*Request a:* Duplicate the passage on Creole songs in Surinam from "Songs provided almost" up to and including "on several occasions.".

*Extracted text:*
In Creole society songs can be tender or humorous, but they can also be used as deadly weapons. Street concerts in Surinam's capital, Paramaribo, have been responsible for bitter fights in the past, and Surinam is possibly one of the few places in the world where concerts have been repeatedly forbidden by law. In a government proclamation of 19 November 1828 the so-called Du societies (for dance and song) were forbidden in Paramaribo and other parts of the country. Free people who were caught at a performance were subject to a fine of 200 florins. Slaves received a hundred strokes and a fine that their masters were expected to pay. This proclamation was repeated on 21 May 1833 (Encyclopaedie, s.v. Dansen). Around 1900 the police temporarily stopped all lobisingi (‘love song’) performances in Paramaribo (Comvalius 1939:358), and one still has to ask for police permission for a performance of this type.1 In an excellent description of the lobisingi, Herskovits characterized it as ‘an established form of social criticism by ridicule [bearing] particularly on the reprehensible conduct of women’ (Herskovits 1936:23).
Songs provided almost the only outlets for interpersonal tension. The social hierarchy on the plantation did not permit direct criticism of superiors (especially whites), and the plantation slaves constituted such an isolated, close community that open rivalry was well-nigh impossible. Indirect, symbolic criticism may also be reflected in the material culture of the Creoles. The choice of a kerchief and the way it is bound around the head may convey a message (Herskovits 1936:3-9). Market women continue to give to newly imported kerchiefs names that may reflect political or social issues in the community.2
Songs, however, are more powerful and can really hurt someone, as we have witnessed on several occasions.

*Request b:* Set down the lines of the records from the line with "instances of tree" up to and including the line with "[186,0,210,109]", reproducing each one unchanged.

*Supplied records:*
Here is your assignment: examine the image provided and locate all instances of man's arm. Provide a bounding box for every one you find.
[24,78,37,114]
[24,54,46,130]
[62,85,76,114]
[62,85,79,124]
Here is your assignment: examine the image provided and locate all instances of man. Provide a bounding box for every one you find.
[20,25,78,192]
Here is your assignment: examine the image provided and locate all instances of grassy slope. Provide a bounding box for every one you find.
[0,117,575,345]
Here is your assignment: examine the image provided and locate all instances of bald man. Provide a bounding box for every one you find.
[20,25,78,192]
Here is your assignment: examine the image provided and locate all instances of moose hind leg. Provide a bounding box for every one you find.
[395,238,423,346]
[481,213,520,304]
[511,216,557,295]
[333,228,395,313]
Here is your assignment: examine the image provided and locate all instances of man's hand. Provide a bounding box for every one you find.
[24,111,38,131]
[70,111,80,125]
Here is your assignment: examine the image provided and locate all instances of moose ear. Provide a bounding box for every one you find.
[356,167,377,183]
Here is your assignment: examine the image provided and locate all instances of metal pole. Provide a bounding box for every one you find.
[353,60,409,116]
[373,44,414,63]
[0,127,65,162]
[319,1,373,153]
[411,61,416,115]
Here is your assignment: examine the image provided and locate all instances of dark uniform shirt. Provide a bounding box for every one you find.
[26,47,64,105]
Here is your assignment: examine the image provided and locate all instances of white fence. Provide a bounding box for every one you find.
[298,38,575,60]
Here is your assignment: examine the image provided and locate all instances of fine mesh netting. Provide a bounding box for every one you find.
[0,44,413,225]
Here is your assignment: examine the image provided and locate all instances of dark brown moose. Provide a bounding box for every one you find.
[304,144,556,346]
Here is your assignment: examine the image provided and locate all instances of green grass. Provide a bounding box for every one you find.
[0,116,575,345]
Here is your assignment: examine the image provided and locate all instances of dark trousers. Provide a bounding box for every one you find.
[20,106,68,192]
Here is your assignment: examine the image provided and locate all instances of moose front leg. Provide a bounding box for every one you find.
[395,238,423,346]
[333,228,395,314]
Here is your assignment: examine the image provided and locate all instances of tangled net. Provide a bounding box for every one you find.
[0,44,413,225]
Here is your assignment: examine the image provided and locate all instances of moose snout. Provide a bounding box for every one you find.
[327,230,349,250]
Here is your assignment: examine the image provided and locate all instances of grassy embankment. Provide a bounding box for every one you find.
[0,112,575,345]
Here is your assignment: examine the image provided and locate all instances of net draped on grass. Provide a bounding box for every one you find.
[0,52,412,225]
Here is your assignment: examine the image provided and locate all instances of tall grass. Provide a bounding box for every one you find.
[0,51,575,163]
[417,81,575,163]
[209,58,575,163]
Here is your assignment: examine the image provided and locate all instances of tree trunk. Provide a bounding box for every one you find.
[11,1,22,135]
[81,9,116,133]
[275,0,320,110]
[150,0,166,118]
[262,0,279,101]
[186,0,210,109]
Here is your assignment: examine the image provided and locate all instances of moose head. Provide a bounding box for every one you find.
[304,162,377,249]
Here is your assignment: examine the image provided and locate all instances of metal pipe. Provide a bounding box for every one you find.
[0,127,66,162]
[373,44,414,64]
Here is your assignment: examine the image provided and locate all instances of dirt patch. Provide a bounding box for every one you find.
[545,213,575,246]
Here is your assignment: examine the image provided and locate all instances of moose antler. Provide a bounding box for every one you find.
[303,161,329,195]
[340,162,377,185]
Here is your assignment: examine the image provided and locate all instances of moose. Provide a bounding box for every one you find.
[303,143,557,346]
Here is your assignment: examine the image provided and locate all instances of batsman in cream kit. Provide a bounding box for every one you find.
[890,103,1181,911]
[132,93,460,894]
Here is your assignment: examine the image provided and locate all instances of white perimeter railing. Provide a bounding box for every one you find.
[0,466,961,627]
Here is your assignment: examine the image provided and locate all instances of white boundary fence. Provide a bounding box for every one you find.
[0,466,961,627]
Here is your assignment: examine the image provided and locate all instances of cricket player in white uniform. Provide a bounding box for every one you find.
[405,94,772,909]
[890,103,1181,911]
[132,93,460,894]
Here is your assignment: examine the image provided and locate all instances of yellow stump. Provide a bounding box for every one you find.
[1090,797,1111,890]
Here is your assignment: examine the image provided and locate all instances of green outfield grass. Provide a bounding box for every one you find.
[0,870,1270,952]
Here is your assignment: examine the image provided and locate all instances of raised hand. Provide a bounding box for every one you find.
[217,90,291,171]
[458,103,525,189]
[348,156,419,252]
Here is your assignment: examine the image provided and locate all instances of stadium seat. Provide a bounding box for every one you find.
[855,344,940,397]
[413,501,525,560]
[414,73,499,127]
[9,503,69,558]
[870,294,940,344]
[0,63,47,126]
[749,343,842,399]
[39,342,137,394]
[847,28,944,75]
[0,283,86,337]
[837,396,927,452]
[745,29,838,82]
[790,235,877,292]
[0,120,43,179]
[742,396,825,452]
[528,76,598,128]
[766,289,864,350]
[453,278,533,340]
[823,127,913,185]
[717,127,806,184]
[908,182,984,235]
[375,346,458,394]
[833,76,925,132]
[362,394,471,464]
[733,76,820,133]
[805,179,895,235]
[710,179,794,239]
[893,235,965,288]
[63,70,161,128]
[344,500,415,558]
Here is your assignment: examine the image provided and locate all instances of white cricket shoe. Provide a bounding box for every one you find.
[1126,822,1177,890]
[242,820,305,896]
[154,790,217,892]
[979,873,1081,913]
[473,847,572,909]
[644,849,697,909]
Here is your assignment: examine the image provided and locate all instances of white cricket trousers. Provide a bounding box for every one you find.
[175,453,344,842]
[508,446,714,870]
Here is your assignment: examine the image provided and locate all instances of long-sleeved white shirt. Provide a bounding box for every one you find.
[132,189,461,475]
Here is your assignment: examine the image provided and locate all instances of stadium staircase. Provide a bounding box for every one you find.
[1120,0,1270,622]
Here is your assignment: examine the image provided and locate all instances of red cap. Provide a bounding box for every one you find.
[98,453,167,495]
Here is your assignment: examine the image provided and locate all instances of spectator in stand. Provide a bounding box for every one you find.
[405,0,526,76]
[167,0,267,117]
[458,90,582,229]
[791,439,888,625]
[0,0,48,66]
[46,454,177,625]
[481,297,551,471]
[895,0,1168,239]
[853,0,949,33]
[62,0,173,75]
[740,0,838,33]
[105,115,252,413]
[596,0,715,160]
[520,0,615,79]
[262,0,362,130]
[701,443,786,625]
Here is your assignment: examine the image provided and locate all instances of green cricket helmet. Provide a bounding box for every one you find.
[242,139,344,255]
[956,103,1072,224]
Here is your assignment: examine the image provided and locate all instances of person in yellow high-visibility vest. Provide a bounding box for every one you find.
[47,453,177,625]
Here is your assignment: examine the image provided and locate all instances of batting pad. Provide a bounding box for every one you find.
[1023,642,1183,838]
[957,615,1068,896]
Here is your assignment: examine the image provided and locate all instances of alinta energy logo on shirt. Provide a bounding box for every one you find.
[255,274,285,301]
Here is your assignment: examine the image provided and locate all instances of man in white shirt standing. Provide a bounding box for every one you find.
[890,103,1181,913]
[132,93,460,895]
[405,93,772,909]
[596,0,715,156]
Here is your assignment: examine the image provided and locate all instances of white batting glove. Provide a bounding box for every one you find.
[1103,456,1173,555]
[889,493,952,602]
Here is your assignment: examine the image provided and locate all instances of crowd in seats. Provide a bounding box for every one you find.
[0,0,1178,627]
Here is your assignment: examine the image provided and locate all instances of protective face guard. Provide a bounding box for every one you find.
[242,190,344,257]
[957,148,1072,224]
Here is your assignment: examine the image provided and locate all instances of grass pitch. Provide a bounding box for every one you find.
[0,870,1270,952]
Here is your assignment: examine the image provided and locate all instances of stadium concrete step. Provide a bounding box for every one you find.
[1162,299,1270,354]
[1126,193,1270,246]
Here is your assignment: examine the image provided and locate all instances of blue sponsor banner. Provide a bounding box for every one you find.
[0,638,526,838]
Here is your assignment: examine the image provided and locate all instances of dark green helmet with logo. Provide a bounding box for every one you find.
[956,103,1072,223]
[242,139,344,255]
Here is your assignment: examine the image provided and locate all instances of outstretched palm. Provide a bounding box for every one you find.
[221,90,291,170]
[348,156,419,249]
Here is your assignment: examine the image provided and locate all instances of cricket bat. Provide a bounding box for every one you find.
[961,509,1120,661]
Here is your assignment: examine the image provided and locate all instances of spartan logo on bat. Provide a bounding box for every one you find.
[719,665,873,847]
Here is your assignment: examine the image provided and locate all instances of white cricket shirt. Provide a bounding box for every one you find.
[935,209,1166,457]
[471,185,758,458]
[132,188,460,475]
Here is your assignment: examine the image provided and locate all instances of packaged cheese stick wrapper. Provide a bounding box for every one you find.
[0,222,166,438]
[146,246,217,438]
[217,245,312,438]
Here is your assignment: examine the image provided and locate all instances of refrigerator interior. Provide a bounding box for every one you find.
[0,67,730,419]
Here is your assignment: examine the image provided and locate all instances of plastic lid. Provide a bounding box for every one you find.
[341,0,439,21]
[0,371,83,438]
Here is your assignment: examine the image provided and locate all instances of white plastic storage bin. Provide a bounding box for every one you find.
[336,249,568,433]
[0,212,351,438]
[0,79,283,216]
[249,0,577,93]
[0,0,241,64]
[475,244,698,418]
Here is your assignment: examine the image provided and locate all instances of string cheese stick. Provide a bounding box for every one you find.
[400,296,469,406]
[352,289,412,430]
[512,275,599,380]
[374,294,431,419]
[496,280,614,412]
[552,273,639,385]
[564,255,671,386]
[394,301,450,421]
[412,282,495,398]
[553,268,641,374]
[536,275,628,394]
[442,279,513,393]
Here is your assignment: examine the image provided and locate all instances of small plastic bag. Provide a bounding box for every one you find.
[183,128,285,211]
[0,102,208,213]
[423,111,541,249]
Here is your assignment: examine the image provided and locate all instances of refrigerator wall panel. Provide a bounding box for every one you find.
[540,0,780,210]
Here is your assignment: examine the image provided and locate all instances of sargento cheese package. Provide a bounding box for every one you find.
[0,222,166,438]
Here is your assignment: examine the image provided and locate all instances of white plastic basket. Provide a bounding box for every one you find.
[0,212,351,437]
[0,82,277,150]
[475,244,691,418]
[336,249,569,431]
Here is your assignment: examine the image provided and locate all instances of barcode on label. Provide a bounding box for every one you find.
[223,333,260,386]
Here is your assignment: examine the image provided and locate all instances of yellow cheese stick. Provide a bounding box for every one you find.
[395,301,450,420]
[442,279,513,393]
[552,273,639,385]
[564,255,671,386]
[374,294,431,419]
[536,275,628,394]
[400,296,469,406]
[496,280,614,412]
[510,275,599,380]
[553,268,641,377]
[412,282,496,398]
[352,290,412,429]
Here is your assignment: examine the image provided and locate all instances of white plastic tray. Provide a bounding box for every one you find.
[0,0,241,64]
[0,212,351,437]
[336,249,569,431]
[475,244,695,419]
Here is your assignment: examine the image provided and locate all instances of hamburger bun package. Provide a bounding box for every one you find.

*Exercise output a:*
Songs provided almost the only outlets for interpersonal tension. The social hierarchy on the plantation did not permit direct criticism of superiors (especially whites), and the plantation slaves constituted such an isolated, close community that open rivalry was well-nigh impossible. Indirect, symbolic criticism may also be reflected in the material culture of the Creoles. The choice of a kerchief and the way it is bound around the head may convey a message (Herskovits 1936:3-9). Market women continue to give to newly imported kerchiefs names that may reflect political or social issues in the community.2
Songs, however, are more powerful and can really hurt someone, as we have witnessed on several occasions.

*Exercise output b:*
Here is your assignment: examine the image provided and locate all instances of tree trunk. Provide a bounding box for every one you find.
[11,1,22,135]
[81,9,116,133]
[275,0,320,110]
[150,0,166,118]
[262,0,279,101]
[186,0,210,109]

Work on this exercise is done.